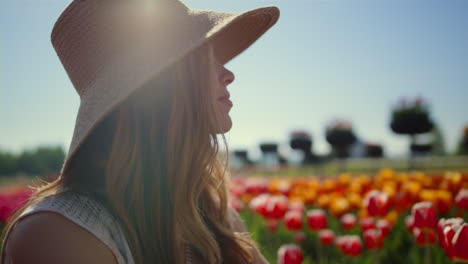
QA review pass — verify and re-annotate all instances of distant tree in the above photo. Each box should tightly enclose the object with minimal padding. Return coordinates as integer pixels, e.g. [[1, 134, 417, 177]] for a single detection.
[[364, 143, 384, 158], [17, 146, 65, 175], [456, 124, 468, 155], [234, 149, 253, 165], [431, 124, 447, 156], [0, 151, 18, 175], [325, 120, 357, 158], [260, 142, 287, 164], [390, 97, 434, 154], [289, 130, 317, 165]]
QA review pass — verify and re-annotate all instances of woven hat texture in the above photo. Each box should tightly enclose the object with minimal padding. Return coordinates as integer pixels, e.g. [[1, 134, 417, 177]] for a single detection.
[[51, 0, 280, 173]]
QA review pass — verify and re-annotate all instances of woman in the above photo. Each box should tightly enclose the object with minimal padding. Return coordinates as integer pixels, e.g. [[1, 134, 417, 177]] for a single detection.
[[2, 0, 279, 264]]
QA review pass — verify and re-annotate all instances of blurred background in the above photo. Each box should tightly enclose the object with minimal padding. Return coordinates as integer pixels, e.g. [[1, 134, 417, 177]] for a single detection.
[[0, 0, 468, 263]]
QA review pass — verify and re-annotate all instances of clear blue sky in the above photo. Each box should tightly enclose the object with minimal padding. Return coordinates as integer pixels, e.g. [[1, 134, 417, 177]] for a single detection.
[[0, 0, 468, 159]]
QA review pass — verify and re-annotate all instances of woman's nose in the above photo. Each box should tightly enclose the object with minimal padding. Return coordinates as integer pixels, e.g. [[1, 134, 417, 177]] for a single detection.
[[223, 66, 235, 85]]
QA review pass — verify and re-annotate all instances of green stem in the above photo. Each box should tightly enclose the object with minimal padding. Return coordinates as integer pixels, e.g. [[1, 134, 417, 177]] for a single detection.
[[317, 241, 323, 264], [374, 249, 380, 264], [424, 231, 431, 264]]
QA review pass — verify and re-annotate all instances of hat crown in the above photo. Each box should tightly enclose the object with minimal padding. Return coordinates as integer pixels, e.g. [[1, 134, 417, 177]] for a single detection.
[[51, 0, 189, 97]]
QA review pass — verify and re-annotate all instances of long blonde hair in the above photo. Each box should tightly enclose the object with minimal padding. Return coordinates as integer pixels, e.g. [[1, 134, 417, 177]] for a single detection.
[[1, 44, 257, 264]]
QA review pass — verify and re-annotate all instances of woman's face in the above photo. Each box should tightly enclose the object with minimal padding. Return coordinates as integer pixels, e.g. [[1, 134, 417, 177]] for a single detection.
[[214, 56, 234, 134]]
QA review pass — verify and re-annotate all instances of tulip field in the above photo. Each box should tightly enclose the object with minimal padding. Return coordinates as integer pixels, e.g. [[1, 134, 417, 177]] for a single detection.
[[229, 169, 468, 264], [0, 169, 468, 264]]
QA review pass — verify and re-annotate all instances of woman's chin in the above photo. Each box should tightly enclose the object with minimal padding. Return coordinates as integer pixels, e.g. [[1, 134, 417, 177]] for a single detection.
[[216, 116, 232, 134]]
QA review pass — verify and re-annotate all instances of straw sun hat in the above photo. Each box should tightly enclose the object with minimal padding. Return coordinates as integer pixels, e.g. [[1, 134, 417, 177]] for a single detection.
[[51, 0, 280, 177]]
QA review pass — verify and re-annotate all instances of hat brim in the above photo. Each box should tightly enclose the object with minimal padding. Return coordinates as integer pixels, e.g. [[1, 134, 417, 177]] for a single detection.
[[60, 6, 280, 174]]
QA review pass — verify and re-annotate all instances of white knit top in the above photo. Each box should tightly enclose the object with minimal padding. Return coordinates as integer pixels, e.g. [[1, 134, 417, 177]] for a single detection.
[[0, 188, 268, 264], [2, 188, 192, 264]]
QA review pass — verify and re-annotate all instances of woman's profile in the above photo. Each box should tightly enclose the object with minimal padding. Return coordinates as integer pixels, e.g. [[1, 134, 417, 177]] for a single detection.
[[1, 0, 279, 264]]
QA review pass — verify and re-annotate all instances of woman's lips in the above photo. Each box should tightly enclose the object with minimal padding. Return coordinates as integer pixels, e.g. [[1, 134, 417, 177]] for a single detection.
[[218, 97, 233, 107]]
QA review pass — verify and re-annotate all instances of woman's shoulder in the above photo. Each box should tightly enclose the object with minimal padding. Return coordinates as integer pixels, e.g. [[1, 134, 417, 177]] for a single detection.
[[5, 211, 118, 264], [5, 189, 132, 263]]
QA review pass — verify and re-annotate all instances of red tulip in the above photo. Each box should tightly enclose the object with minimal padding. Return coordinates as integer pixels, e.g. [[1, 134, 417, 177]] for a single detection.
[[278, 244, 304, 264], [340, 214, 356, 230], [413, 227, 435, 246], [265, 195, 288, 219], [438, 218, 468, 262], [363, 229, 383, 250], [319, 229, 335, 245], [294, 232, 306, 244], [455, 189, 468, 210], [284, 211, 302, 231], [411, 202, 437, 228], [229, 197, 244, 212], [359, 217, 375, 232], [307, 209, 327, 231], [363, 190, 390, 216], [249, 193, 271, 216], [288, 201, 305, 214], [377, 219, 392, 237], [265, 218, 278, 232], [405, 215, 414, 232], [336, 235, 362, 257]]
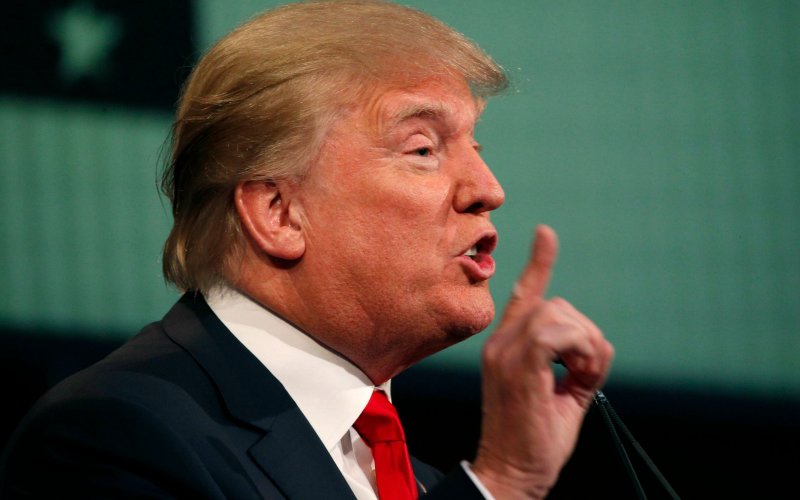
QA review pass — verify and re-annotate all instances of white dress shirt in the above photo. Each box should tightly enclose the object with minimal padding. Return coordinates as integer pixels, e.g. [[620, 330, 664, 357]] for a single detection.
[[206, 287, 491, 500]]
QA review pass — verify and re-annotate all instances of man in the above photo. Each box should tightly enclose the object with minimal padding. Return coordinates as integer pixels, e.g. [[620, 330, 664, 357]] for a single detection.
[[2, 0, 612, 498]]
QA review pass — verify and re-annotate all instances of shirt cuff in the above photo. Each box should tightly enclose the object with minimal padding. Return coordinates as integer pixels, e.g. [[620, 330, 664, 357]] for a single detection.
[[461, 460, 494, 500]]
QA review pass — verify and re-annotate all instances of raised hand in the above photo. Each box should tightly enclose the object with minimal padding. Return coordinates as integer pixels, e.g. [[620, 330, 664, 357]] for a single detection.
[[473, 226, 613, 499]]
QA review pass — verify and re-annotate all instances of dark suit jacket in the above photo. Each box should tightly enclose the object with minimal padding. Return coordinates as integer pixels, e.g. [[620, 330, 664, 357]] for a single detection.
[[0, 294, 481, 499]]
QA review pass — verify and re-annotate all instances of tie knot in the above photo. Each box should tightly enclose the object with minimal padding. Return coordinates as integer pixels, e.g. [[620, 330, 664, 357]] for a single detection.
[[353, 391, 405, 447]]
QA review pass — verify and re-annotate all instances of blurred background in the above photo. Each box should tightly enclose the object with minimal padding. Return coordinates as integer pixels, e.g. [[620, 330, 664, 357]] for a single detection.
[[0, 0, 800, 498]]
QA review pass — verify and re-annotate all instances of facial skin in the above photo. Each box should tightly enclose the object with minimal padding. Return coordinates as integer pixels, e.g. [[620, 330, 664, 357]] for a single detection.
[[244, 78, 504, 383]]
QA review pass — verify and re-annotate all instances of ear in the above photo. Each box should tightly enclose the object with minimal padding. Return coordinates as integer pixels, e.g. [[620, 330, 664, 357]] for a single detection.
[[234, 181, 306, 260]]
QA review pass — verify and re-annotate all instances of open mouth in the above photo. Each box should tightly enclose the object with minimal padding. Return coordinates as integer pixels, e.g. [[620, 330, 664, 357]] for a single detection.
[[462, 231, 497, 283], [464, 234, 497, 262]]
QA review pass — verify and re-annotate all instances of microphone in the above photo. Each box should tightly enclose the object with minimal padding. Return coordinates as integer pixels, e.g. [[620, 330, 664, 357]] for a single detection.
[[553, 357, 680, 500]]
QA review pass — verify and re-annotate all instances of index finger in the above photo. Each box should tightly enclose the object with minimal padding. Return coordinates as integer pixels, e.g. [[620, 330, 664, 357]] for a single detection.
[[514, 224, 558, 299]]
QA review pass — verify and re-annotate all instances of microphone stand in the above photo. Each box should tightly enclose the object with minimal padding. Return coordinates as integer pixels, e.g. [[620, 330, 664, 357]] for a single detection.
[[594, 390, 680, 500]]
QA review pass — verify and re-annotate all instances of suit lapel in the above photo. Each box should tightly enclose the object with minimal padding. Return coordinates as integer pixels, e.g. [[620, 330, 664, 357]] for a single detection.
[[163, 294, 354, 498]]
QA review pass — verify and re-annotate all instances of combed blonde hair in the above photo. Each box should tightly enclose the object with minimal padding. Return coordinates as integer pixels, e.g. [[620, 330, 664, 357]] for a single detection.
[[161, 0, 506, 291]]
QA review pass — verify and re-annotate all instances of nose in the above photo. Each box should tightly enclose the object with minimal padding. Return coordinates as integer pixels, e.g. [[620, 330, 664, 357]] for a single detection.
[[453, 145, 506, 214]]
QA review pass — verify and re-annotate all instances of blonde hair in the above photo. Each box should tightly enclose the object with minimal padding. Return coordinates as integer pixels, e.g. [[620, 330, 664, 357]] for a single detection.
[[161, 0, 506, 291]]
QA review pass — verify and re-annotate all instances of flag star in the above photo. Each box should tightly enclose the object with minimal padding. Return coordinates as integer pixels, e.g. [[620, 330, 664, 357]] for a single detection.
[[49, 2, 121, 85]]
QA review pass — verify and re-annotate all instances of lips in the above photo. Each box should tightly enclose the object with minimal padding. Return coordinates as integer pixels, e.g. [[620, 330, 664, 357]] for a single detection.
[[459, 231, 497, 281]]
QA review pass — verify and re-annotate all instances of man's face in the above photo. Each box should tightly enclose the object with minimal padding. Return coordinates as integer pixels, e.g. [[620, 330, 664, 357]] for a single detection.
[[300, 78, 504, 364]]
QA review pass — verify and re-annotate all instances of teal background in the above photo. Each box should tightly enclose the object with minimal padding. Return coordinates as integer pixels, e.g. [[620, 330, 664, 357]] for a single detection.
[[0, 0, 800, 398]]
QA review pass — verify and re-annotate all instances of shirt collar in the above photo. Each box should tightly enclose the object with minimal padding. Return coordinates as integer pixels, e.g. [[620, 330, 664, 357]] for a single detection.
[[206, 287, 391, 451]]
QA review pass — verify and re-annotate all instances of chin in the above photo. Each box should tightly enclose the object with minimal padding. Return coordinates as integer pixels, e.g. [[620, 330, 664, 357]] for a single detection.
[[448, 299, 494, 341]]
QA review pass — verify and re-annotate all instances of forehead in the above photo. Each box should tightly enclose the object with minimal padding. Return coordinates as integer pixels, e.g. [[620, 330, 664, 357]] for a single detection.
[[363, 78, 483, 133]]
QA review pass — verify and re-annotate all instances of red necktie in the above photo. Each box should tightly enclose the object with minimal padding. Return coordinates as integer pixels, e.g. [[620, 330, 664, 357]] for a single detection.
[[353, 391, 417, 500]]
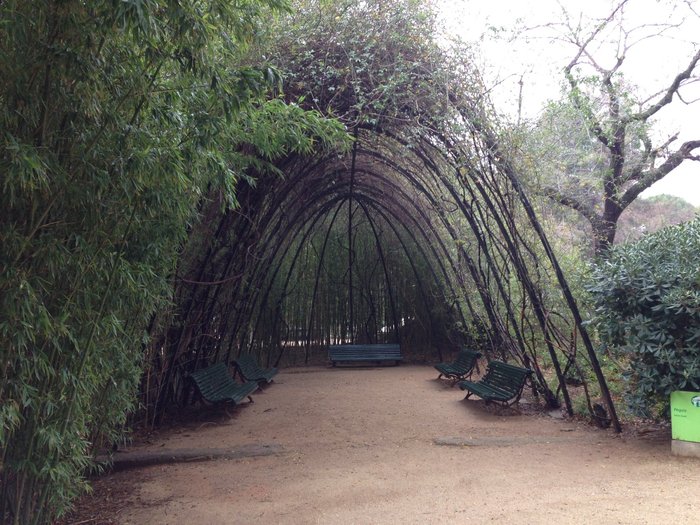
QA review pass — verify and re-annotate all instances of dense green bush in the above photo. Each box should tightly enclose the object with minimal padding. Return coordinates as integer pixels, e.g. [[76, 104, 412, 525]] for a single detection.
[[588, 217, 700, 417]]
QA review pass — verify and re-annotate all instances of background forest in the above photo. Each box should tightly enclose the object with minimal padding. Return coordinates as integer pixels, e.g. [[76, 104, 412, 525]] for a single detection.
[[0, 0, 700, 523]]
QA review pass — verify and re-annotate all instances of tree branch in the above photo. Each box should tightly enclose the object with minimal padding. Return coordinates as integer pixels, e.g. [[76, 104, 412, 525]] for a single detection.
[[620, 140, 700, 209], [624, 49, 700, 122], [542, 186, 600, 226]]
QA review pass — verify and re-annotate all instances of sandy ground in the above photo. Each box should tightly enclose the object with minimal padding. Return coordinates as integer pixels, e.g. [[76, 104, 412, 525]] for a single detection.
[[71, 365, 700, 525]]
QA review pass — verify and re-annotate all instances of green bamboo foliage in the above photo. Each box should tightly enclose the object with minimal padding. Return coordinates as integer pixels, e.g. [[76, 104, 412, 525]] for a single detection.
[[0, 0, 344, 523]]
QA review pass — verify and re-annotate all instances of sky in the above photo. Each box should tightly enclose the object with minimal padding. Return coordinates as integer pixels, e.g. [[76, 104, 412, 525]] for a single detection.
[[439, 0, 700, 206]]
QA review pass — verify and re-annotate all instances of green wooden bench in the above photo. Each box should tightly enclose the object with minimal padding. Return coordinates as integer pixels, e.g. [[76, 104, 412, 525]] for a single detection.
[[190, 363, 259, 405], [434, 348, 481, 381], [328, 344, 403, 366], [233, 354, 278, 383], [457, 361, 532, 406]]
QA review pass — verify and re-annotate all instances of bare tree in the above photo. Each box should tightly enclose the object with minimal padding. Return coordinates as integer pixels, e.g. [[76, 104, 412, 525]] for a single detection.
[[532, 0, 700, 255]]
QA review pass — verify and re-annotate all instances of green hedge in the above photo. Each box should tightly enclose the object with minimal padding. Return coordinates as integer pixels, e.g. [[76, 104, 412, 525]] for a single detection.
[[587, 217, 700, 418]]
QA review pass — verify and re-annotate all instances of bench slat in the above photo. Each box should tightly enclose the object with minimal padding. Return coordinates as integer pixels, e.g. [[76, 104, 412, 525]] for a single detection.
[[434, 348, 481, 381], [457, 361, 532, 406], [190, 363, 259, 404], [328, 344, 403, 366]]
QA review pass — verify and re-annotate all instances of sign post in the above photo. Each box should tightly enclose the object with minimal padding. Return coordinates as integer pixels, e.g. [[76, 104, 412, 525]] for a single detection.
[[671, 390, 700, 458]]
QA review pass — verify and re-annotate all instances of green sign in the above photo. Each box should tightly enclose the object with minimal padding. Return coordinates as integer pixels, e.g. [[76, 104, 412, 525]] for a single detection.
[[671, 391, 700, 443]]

• [YOUR INSTRUCTIONS]: Rewrite everything from "QA review pass — verify and re-annotate all instances of teal" down to "[[0, 0, 800, 398]]" in the listing, replacing "minimal padding" with "no extra margin" and leaving all else unchanged. Return only those lines.

• [SOLUTION FOR THIS TASK]:
QA review pass — verify and re-annotate all instances of teal background in the above photo. Each box should tightly enclose the object with no extra margin. Return coordinates as integer pixels, e.g. [[620, 330, 664, 357]] for a single detection.
[[0, 0, 800, 398]]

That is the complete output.